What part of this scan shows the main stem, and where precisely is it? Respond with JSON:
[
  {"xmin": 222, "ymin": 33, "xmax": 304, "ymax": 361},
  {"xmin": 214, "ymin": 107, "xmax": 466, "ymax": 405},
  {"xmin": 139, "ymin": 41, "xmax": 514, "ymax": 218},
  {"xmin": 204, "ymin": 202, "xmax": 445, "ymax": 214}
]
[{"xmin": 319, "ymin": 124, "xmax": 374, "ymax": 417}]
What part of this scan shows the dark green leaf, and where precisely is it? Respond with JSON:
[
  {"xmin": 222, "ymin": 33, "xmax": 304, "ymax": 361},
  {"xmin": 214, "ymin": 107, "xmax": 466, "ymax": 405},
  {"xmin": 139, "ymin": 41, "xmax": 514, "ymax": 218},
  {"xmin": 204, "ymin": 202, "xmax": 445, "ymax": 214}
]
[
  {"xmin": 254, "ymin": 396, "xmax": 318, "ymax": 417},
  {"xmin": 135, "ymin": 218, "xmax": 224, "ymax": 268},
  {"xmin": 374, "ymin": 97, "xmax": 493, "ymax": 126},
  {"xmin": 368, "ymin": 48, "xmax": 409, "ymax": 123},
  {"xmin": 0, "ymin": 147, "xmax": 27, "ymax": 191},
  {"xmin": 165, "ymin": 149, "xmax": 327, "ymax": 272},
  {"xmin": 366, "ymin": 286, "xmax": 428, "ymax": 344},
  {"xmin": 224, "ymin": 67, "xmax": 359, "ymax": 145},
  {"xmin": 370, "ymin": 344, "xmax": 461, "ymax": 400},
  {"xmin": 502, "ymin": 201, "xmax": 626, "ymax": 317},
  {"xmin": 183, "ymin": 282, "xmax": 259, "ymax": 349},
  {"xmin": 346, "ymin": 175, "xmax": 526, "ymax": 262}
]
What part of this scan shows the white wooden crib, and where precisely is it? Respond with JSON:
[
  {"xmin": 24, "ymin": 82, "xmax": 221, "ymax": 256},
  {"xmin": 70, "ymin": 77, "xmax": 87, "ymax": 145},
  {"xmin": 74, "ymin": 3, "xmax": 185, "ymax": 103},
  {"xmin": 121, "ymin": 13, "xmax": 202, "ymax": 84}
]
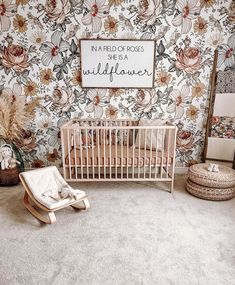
* * *
◆ **What you are asked to do**
Tally the lines of the listing above that contain the string "JSON", treating uppercase and lowercase as different, and reply with the number alone.

◆ **Solution to this problem**
3